### Tarefas do exercício
(1) Resume em duas frases o texto sobre o disco Superwolves.
(2) Continua o texto sobre o disco Superwolves a partir do ponto em que termina.

===== Texto fornecido =====

Superwolves é um disco íntimo e especial, das penas dos amigos Bonnie Prince Billy e Matt Sweeney.
Matt Sweeney, sobretudo guitarrista mas acima de tudo um músico, é um freelancer da guitarra, com reputação ganha no underground e dólares ganhos a tocar para Adele ou Iggy Pop. Bonnie Prince Billy é Will Oldham, figura mítica da mais desalinhada indie americana, que vai deambulando de projecto em projecto, de nome em nome, sem nunca pisar exactamente o holofote da fama. São amigos e parceiros musicais de longa data. Dois solitários, sem grupo fixo, que claramente tiram gozo da companhia um do outro. E quando isso nos dá música, é verdadeiramente especial.
O disco de estreia desta dupla – intitulado Superwolf – surgiu em 2005, por via da sempre recomendável Drag City Records. Esse álbum foi bem recebido e ganhou estatuto de culto. Depois disso, cada um foi à sua vidinha, ainda que sempre encontrando-se, tocando, conversando, rindo. O sucessor, este Superwolves, chega 16 longos anos depois. Porquê? Apenas porque sim. Esta malta tem vidas ocupadas e ambos tinham consciência que o novo volume da sua história gravada em comum teria de ser especial, teria de fazer sentido.
O processo é simples de enunciar. Oldham (que no último ano esteve entretido a gravar magníficos covers com Bill Callahan) escrevia as letras e mandava-as a Sweeney; este respondia com música, que depois iam afinando em conjunto. Sem pressão de lado algum, o disco ficou pronto quando tinha de ficar, aproveitando a maré vaza da pandemia. “Esta é possivelmente a música menos forçada que alguma vez fiz”, explicou Sweeney numa entrevista conjunta recente ao excelente Aquarium Drunkard.

===== Dados do exercício =====

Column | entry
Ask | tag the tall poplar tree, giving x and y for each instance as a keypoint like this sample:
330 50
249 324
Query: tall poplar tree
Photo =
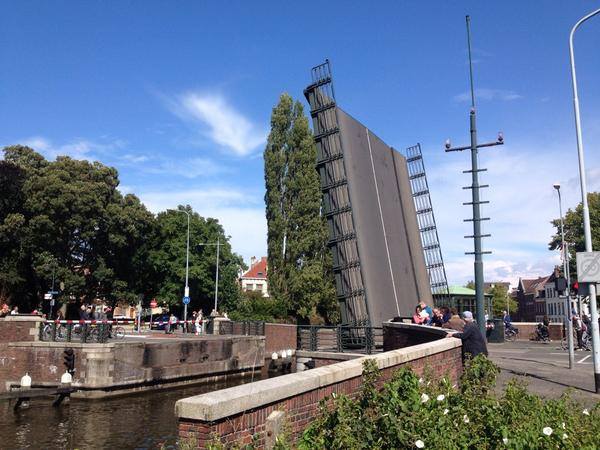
299 261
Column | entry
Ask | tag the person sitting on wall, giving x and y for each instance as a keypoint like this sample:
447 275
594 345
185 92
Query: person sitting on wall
446 314
472 339
455 322
438 318
418 317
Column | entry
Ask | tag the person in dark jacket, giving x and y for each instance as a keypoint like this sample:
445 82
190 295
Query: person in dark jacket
472 339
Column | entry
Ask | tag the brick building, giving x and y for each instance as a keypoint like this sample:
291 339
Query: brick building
531 296
255 279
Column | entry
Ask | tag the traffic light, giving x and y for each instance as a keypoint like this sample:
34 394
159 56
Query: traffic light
560 284
69 356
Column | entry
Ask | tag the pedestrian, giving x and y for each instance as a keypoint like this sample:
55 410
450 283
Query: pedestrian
578 326
455 322
198 323
425 307
438 319
472 339
446 314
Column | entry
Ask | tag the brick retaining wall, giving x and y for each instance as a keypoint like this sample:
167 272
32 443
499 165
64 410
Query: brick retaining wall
241 414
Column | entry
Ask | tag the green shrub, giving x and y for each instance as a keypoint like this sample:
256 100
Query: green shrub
409 412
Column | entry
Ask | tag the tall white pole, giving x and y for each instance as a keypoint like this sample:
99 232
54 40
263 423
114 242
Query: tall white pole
568 318
217 276
586 212
186 291
187 272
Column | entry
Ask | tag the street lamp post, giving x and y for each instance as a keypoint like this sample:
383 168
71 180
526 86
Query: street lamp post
586 212
187 269
218 244
565 256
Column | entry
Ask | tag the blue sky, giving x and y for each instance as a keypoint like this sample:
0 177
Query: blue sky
178 95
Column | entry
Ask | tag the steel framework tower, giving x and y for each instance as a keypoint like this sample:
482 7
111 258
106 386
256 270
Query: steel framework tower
337 206
434 261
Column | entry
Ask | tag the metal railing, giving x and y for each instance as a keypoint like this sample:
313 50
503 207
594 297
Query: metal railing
81 330
245 327
340 339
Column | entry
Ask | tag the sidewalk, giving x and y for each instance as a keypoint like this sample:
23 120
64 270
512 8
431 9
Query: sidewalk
545 368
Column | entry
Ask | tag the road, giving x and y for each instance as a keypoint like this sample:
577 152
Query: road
545 367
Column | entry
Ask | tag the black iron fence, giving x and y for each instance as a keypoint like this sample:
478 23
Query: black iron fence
69 332
342 338
245 327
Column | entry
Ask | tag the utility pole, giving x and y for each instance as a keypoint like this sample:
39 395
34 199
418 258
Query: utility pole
586 212
565 251
475 187
186 290
218 245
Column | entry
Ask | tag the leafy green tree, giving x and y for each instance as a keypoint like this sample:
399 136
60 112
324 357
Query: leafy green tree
299 261
69 213
573 225
167 262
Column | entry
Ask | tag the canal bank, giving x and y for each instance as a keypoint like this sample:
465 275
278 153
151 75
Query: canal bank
144 421
137 363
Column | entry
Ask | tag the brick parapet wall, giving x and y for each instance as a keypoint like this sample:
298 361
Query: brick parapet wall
19 328
279 336
200 420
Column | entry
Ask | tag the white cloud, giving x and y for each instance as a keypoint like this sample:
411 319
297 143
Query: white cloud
220 122
488 94
242 215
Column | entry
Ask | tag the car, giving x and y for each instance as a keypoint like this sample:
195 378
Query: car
159 322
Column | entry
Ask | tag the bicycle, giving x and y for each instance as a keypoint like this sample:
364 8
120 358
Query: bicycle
510 334
586 341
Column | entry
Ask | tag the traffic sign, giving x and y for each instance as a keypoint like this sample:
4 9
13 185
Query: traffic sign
588 267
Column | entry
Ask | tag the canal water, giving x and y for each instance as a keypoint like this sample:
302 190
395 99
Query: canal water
143 421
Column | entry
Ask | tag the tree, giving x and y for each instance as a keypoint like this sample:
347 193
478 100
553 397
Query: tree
573 226
167 262
299 262
71 213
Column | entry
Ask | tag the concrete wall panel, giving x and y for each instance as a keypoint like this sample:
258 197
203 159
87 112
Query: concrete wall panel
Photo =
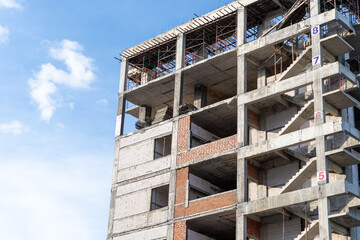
153 233
146 134
144 169
141 221
281 175
148 183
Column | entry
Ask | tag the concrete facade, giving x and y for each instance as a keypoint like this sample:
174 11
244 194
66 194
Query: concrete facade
248 126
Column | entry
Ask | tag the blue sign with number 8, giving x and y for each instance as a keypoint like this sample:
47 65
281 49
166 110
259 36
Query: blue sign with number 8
315 30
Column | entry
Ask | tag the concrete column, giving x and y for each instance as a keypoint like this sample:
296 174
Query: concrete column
178 95
319 109
119 129
241 228
200 96
179 78
261 80
242 125
145 114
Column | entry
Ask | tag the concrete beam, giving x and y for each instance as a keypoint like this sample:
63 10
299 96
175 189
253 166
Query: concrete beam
293 83
289 32
293 198
292 139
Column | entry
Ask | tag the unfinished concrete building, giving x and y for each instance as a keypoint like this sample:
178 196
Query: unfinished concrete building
248 126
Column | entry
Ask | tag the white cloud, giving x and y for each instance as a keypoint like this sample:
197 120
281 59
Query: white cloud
46 82
4 34
9 4
14 127
102 101
53 197
60 125
71 106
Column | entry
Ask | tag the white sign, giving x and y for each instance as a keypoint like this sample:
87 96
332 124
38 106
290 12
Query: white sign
315 30
316 60
321 176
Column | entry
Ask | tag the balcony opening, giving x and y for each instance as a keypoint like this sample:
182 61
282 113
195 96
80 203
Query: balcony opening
213 124
151 64
357 118
162 147
212 177
221 226
159 197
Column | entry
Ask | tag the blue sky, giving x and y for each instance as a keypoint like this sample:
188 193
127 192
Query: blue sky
58 99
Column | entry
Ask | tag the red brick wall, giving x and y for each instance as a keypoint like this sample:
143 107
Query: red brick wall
180 232
182 175
253 228
206 204
253 118
208 150
183 133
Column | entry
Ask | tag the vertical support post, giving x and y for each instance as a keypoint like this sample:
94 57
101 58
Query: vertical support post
179 78
261 78
241 232
200 96
145 114
119 129
178 94
320 118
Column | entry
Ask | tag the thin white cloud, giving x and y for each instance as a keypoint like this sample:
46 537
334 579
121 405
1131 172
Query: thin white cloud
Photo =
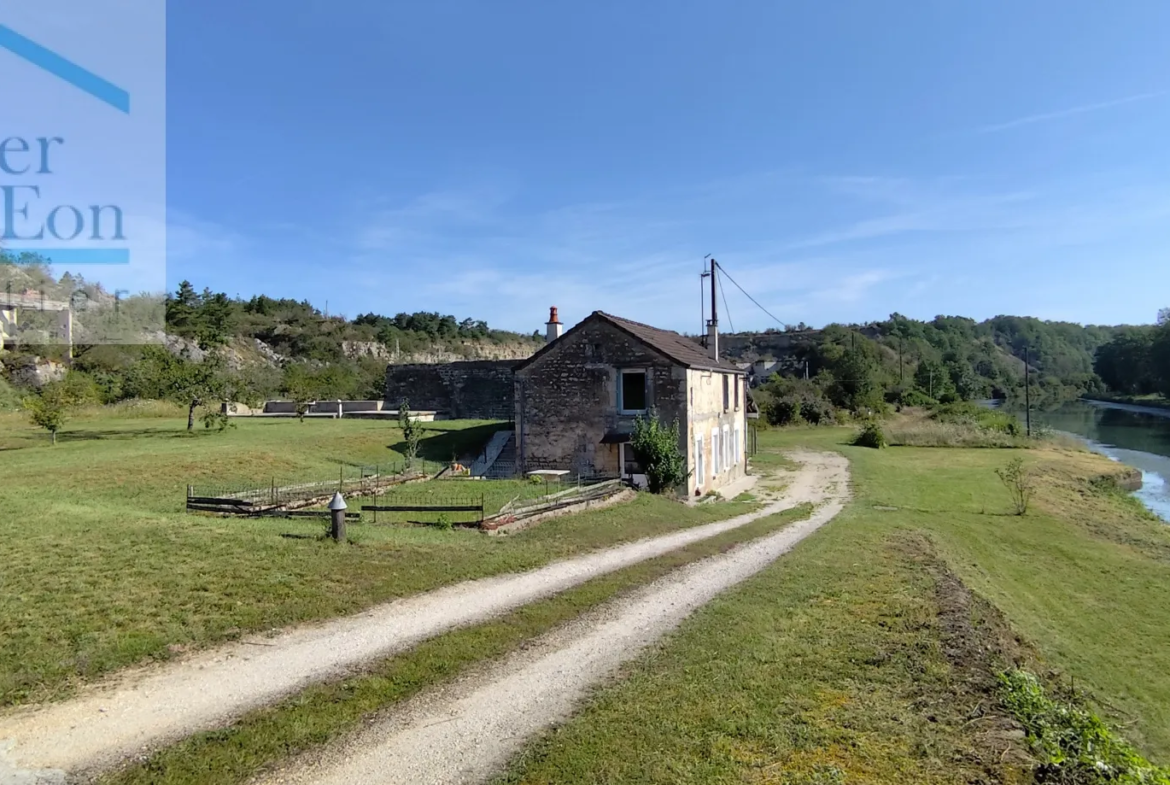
1043 117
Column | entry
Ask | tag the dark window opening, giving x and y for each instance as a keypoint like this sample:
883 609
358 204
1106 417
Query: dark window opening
633 391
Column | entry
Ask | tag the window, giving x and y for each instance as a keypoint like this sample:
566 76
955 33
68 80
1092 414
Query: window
715 453
700 465
632 392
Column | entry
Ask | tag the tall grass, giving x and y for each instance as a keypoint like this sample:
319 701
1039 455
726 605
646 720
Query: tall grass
931 433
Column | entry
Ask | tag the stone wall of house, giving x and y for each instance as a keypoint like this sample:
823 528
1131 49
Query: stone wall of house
568 399
707 413
475 390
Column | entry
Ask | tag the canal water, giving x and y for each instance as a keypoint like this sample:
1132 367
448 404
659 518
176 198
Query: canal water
1140 439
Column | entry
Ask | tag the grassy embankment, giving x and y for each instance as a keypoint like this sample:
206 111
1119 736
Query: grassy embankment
324 713
103 569
1154 400
862 656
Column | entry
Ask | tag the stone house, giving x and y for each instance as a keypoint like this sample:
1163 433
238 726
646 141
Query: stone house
577 398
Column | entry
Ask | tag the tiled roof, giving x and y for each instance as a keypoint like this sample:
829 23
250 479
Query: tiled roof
679 348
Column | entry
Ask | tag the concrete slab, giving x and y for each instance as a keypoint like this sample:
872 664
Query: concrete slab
742 486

=====

### Respostas
(1) Superwolves é o sucessor de Superwolf, disco de estreia lançado em 2005, e chega 16 anos depois pelas mãos dos amigos de longa data Bonnie Prince Billy (Will Oldham) e Matt Sweeney. Oldham escrevia as letras e mandava-as a Sweeney, que respondia com música afinada depois em conjunto, e o disco ficou pronto sem pressão, aproveitando a maré vaza da pandemia.

(2)
O resultado é uma conversa íntima em 14 músicas. Não porque haja um registo epistolar ou de conversação, ou sequer um tema unificador, mas pela vibração caseira e quente do registo. A base central é a voz de Prince Billy (e também a de Sweeney, muitas vezes em subtis harmonias); a guitarra eléctrica de Sweeney tocada de forma exímia mas contida, como se de uma acústica se tratasse (com o seu peculiar estilo que lembra um Marc Ribot mais melódico); e coros femininos discretos para, aqui e ali, darem o lift necessário. Praticamente não há arranjos de cordas nem percussão, e mesmo o baixo não aparece sempre. O resultado é um disco com muito espaço, sem pressas, sem stress algum, sem procurar encher tudo obsessivamente para impressionar o ouvinte.
Esta espécie de indie-country-alternativa-qualquer coisa é, claro, a praia de Will Oldham, mas estamos de forma muito evidente perante uma parceria entre iguais. A paleta sonora e a mala de truques de Sweeney permite-lhe ir a qualquer lado, e Superwolves não é um registo monótono. O tom dominante é relativamente lento, da escola confessional de singer-songwriter, mas há espaço para ir a vários sítios (ouça-se a reluzente guitarra tuareg de Mdou Moctar em “Hall of death”, uma mistura de Graceland com o country americano). O nível médio é muito equilibrado, mas destacamos o arranque estrondoso com “Make worry for me”, toda ela ameaça e mistério; a beleza serena e clássica de “Good to my girls”; a elegância sóbria de “I am a youth inclined to ramble”; a solidão de “My popsicle” ou a acústica “Resist the urge”.
As letras de Oldham são, como sempre, crípticas e dadas a diferentes interpretações, algumas delas propositadas. Mas ouvimos cada palavra, entregue com convicção e solenidade, como se de verdades universais se tratassem.
Superwolves não é um disco imediato. Se a EDM tão em voga é desenhada para prender a atenção de um mentecapto com novos truques a cada três segundos, aqui estamos perante um cozinhado lento mas delicioso. Vamos sentindo o cheiro, sentamo-nos, bebemos um copo, conversamos um pouco, fumamos, contamos umas piadas, perguntamos pela família. Como um bom whisky, o resultado leva tempo e não é óbvio, Conquista-nos pouco a pouco, leva-nos a descobrir os seus segredos, até se tornarem nossos também.
Este não é um álbum para ouvir e ficar imediatamente enamorado. Esse amor nunca dura. Superwolves vai ganhando terreno, insinuando-se nos nossos ouvidos e no nosso cérebro pouco a pouco, com cada nova audição, que é sempre recompensada.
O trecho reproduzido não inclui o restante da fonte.